- Exercise description
Which lines in the items below contain the string "parts", counting only matches with the same case? Collect every such line and copy each one in full.

___ Data provided

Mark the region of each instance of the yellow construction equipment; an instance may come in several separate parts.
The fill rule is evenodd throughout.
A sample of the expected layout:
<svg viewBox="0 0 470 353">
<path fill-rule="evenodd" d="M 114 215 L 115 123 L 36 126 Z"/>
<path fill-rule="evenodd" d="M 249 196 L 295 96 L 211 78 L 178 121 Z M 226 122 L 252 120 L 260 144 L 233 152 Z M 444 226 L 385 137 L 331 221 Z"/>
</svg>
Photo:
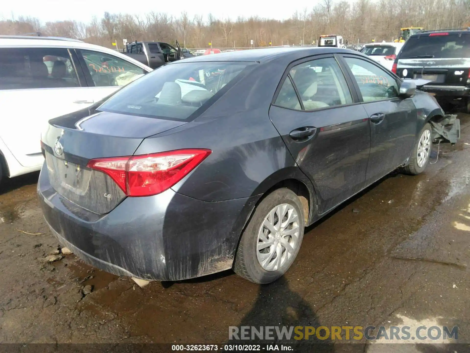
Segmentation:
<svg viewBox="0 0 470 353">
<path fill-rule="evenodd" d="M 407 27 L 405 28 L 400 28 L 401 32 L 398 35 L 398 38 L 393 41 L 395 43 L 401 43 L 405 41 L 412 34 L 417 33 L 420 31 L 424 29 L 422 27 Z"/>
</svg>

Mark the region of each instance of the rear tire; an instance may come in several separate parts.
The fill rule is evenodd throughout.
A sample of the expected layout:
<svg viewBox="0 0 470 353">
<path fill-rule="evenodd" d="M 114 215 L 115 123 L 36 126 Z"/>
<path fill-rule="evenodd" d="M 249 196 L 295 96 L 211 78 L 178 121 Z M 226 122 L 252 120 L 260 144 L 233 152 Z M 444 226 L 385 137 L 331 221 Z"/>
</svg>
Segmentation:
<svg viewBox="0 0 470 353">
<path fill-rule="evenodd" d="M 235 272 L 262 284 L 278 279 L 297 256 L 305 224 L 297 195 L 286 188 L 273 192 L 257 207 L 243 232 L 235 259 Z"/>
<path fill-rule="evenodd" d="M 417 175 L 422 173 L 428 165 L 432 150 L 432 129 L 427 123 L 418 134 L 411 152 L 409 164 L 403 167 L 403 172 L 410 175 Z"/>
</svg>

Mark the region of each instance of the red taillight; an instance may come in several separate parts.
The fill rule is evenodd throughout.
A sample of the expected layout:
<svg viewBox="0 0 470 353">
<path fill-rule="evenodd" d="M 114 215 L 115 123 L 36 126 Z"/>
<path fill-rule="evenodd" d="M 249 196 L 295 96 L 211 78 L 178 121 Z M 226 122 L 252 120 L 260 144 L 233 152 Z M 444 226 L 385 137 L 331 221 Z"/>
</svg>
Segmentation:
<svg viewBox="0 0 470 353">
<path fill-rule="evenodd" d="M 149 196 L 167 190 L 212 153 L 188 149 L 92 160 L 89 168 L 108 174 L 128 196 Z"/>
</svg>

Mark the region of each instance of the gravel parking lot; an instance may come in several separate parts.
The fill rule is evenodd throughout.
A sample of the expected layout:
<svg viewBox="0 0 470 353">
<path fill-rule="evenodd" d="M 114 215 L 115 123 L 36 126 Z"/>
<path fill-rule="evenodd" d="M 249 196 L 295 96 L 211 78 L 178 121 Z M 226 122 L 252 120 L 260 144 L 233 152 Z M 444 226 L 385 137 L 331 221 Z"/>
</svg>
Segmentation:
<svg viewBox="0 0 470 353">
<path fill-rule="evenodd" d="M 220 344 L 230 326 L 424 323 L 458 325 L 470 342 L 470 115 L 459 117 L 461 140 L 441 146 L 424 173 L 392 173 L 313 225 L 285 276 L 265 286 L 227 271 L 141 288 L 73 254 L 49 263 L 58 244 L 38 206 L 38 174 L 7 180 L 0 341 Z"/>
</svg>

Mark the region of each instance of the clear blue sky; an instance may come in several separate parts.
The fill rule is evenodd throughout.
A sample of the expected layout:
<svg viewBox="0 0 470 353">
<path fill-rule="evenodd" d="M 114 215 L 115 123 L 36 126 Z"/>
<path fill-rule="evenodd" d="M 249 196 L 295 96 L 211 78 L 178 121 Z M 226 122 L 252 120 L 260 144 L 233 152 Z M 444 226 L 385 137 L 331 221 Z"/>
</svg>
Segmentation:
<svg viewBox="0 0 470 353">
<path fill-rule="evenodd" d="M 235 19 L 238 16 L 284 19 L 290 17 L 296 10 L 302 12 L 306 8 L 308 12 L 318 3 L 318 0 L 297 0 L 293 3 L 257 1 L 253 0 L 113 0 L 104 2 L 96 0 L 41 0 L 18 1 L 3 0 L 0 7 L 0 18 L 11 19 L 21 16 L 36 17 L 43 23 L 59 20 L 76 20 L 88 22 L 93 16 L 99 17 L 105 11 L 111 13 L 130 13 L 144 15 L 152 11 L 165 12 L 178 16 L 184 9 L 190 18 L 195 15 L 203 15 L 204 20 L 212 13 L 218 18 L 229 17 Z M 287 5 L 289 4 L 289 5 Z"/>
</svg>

______

- Task response
Mark the region of each instance of the yellow construction equipment; an instance may come in several separate parts.
Mark the region of each instance of the rear tire; an instance may come in several separate parts.
Mark the region of each instance of the red taillight; an instance may come in several separate parts.
Mark the region of each instance of the gravel parking lot; an instance may come in several separate parts.
Mark the region of each instance of the clear blue sky; an instance may come in several separate parts.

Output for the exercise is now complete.